**GOAL**
Copy out every one of the lines below word for word, leaving the pictures out of your answer.

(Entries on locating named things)

────────

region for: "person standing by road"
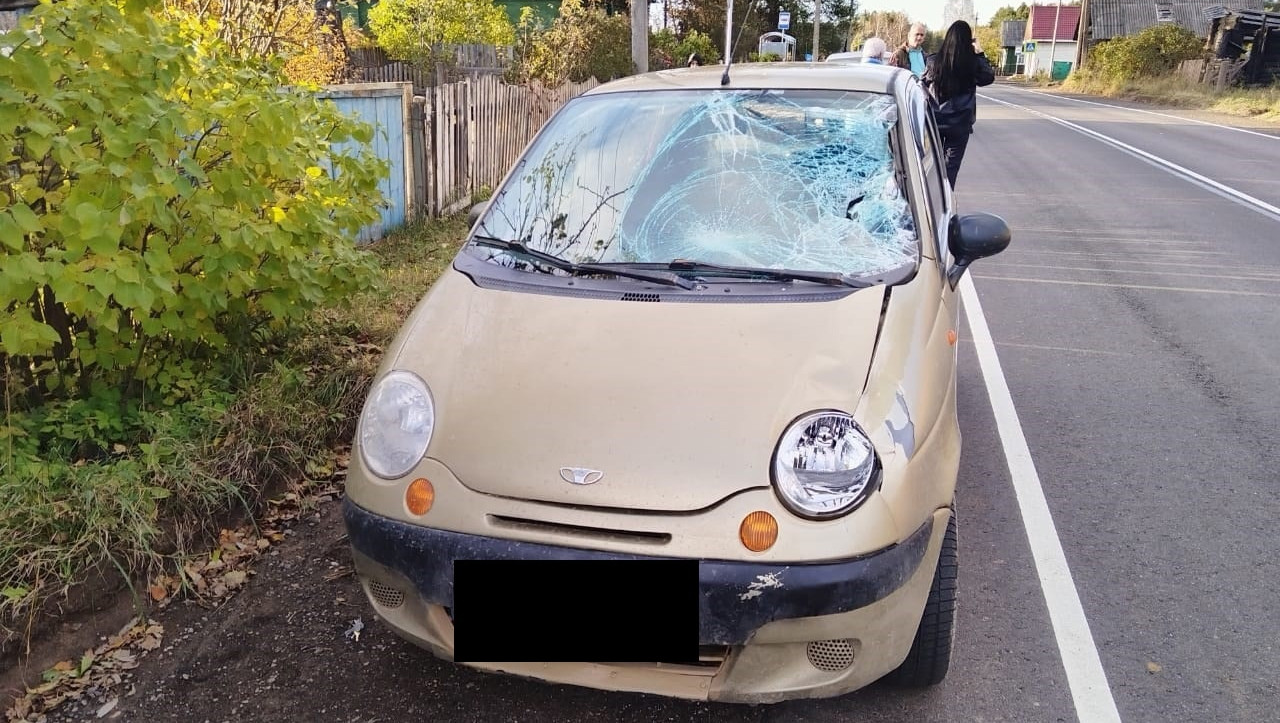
[863,37,888,65]
[922,20,996,188]
[893,23,928,77]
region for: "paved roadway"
[67,84,1280,723]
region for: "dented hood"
[389,269,884,511]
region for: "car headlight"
[773,411,879,518]
[360,370,435,480]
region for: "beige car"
[344,63,1010,703]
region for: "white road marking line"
[974,274,1280,297]
[960,337,1134,357]
[978,93,1280,221]
[998,88,1280,141]
[1004,249,1231,258]
[960,274,1120,723]
[1003,255,1280,276]
[983,261,1280,282]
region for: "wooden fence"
[347,45,513,95]
[1178,58,1245,92]
[321,75,599,242]
[410,75,599,216]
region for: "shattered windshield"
[474,90,918,275]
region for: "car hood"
[384,269,884,511]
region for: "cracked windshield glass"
[472,90,918,275]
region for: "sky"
[849,0,1008,31]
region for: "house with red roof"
[1023,5,1080,79]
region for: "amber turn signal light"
[737,511,778,553]
[404,477,435,516]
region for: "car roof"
[582,63,910,96]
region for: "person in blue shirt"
[893,23,928,77]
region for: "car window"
[477,90,919,274]
[911,84,951,262]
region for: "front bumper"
[343,499,950,703]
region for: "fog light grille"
[622,292,662,302]
[369,580,404,608]
[804,640,854,673]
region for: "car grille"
[489,514,671,545]
[804,640,854,673]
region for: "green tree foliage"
[649,28,719,70]
[849,10,911,50]
[369,0,516,61]
[515,0,635,86]
[987,3,1032,24]
[0,0,385,454]
[1089,23,1203,82]
[164,0,347,84]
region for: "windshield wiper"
[471,235,698,289]
[667,258,869,288]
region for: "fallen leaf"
[97,697,120,718]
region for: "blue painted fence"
[320,83,413,243]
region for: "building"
[1000,20,1027,75]
[1023,5,1080,81]
[938,0,978,33]
[1085,0,1263,44]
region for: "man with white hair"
[863,37,888,65]
[893,23,928,75]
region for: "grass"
[0,209,466,654]
[1059,73,1280,122]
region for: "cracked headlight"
[360,370,435,480]
[773,411,879,518]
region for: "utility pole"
[813,0,822,63]
[724,0,733,61]
[1049,0,1062,81]
[1075,0,1089,70]
[631,0,649,73]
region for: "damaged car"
[344,63,1010,703]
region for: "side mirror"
[947,214,1012,288]
[467,201,489,226]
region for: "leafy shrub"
[1089,23,1203,82]
[164,0,347,84]
[0,0,385,454]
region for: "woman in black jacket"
[922,20,996,188]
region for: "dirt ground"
[5,498,755,723]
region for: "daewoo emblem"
[561,467,604,485]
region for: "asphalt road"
[22,84,1280,723]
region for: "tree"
[516,0,635,86]
[649,28,721,70]
[987,3,1032,25]
[369,0,516,60]
[164,0,347,84]
[849,10,911,50]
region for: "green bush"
[1089,23,1203,82]
[0,0,387,455]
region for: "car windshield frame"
[466,88,922,280]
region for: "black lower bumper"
[343,499,932,645]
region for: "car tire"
[884,511,960,687]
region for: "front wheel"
[884,511,960,687]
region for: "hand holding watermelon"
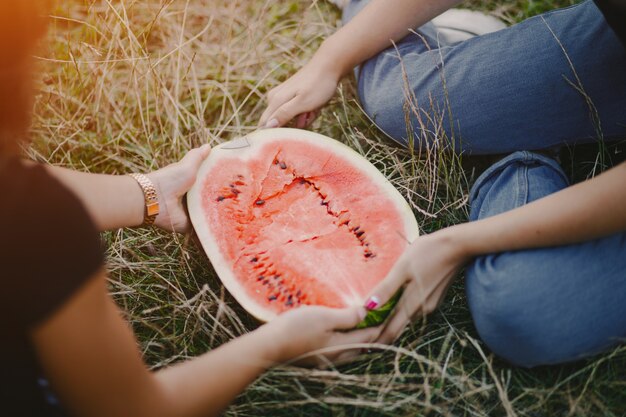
[148,145,211,232]
[366,228,469,344]
[264,306,380,365]
[259,54,342,128]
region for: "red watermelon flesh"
[189,129,417,320]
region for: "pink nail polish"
[365,295,380,310]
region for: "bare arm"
[259,0,461,128]
[447,163,626,257]
[316,0,461,75]
[372,163,626,343]
[46,145,210,232]
[32,272,370,417]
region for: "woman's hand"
[366,227,468,344]
[148,145,211,232]
[265,306,380,365]
[259,49,342,129]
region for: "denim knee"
[466,251,582,368]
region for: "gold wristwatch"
[128,173,159,226]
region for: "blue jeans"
[466,151,626,367]
[344,0,626,154]
[344,0,626,367]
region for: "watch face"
[146,202,159,217]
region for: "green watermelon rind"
[356,290,402,329]
[187,128,419,322]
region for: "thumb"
[327,306,367,330]
[265,97,307,128]
[364,258,407,310]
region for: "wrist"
[311,36,356,82]
[250,320,288,368]
[428,223,479,264]
[128,173,160,226]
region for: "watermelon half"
[187,129,418,321]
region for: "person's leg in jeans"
[466,152,626,367]
[344,0,626,154]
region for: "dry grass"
[31,0,626,416]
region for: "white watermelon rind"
[187,128,419,322]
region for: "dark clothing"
[0,159,103,417]
[594,0,626,47]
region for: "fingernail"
[365,295,380,310]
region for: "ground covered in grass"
[35,0,626,416]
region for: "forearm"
[442,163,626,257]
[314,0,461,75]
[156,326,278,417]
[46,166,145,230]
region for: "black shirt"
[594,0,626,47]
[0,159,103,417]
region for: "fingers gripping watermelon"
[187,129,418,321]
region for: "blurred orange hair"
[0,0,51,158]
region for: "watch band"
[128,173,159,226]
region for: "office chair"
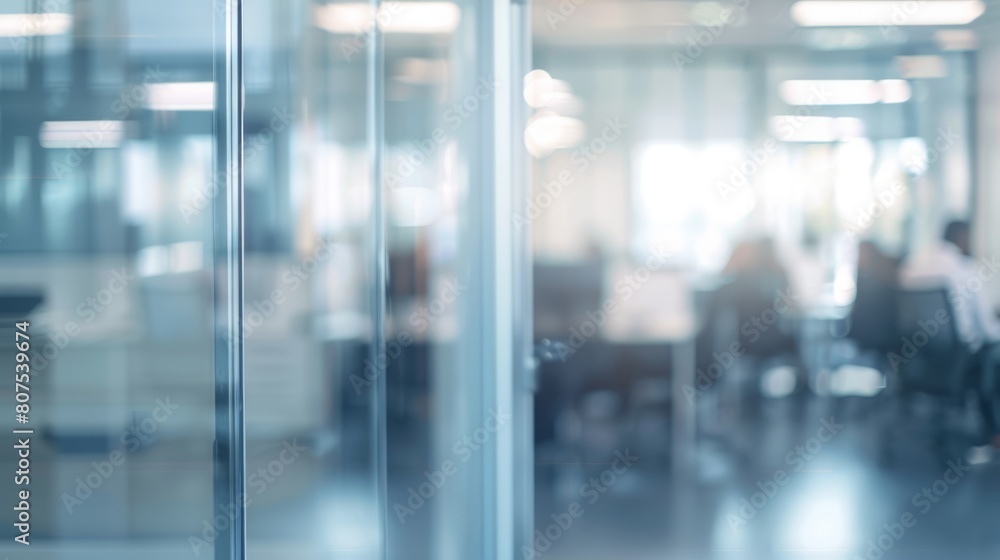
[882,288,973,460]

────────

**RESPONSE TO THE TASK**
region for: "person standing by road"
[863,37,888,65]
[922,20,996,188]
[893,23,928,77]
region for: "paved roadway"
[67,84,1280,723]
region for: "dented hood"
[389,269,884,511]
region for: "car headlight"
[773,411,879,518]
[360,370,435,480]
region for: "beige car"
[344,63,1010,703]
region for: "white road marking line"
[974,274,1280,297]
[960,337,1134,357]
[978,93,1280,221]
[998,88,1280,141]
[1004,249,1231,258]
[960,274,1120,723]
[1003,255,1280,276]
[983,261,1280,282]
region for: "wooden fence"
[347,45,513,95]
[1178,58,1245,92]
[321,75,599,242]
[410,75,599,216]
region for: "shattered windshield"
[474,90,918,275]
region for: "car hood"
[384,269,884,511]
region for: "cracked windshield glass"
[472,90,918,275]
region for: "sky"
[849,0,1008,31]
region for: "house with red roof"
[1023,5,1080,79]
region for: "amber turn signal light"
[737,511,778,553]
[404,477,435,516]
region for: "car roof"
[582,63,910,96]
region for: "person in blue shirt"
[893,23,928,77]
region for: "car window"
[477,90,919,274]
[911,84,951,262]
region for: "front bumper"
[343,499,950,703]
region for: "fog light grille"
[622,292,662,302]
[369,580,404,608]
[804,640,854,673]
region for: "car grille"
[489,514,671,545]
[804,640,854,673]
region for: "green tree foliage"
[649,28,719,70]
[849,10,911,50]
[369,0,516,61]
[515,0,635,86]
[987,3,1032,24]
[0,0,385,454]
[1089,23,1203,82]
[164,0,347,84]
region for: "windshield wiper"
[471,235,698,289]
[667,258,869,288]
region for: "fallen leaf"
[97,697,120,718]
region for: "blue painted fence"
[320,83,413,243]
region for: "building"
[1000,20,1027,75]
[1023,5,1080,81]
[938,0,978,33]
[1085,0,1263,44]
region for: "man with white hair"
[863,37,888,65]
[893,23,928,75]
region for: "grass"
[0,209,466,654]
[1059,73,1280,122]
region for: "cracked headlight"
[360,370,435,480]
[773,411,879,518]
region for: "utility pole"
[813,0,822,63]
[724,0,733,61]
[1049,0,1062,81]
[1075,0,1089,70]
[631,0,649,73]
region for: "damaged car"
[344,63,1010,703]
region for: "side mirror"
[947,214,1012,288]
[467,201,489,226]
region for: "leafy shrub"
[1089,23,1203,82]
[164,0,347,84]
[0,0,385,454]
region for: "woman in black jacket"
[922,20,996,188]
region for: "dirt ground"
[5,498,755,723]
region for: "daewoo emblem"
[561,467,604,485]
region for: "asphalt road"
[22,84,1280,723]
region for: "tree"
[516,0,635,86]
[649,28,721,70]
[987,3,1032,25]
[369,0,516,60]
[164,0,347,84]
[849,10,911,50]
region for: "green bush"
[1089,23,1203,82]
[0,0,387,455]
region for: "car windshield frame"
[466,88,922,280]
region for: "black lower bumper"
[343,499,932,645]
region for: "car tire"
[884,511,960,687]
region for: "front wheel"
[884,511,960,687]
region for: "hand holding watermelon"
[148,145,211,232]
[366,228,469,344]
[264,306,380,365]
[259,54,342,128]
region for: "red watermelon flesh"
[189,129,417,320]
region for: "pink nail polish"
[365,295,380,310]
region for: "bare arm"
[259,0,461,128]
[447,163,626,257]
[316,0,461,75]
[372,163,626,343]
[46,145,210,232]
[32,272,370,417]
region for: "woman's hand"
[366,227,468,344]
[148,145,211,232]
[265,306,380,365]
[259,49,342,129]
region for: "denim knee"
[466,251,582,368]
region for: "gold wristwatch"
[128,173,159,226]
region for: "blue jeans"
[466,151,626,367]
[344,0,626,154]
[344,0,626,367]
region for: "watch face"
[146,202,159,217]
region for: "green watermelon rind"
[356,290,402,329]
[187,128,419,322]
region for: "thumb"
[327,306,367,330]
[265,97,307,128]
[364,258,407,310]
region for: "wrist"
[311,36,356,82]
[250,320,288,368]
[428,223,479,264]
[128,173,160,226]
region for: "watermelon half"
[187,129,418,321]
region for: "person's leg in jeans"
[466,152,626,367]
[344,0,626,154]
region for: "dry grass"
[31,0,626,416]
region for: "white watermelon rind"
[187,128,419,322]
region for: "dark clothing"
[0,159,103,417]
[594,0,626,47]
region for: "fingernail"
[365,295,380,310]
region for: "ground covered in grass"
[35,0,626,416]
region for: "forearm"
[442,163,626,257]
[314,0,461,75]
[156,326,278,417]
[46,166,145,230]
region for: "black shirt"
[594,0,626,47]
[0,159,103,417]
region for: "fingers gripping watermelon"
[187,129,418,321]
region for: "blurred orange hair"
[0,0,51,158]
region for: "watch band"
[128,173,159,226]
region for: "office chair"
[882,288,973,460]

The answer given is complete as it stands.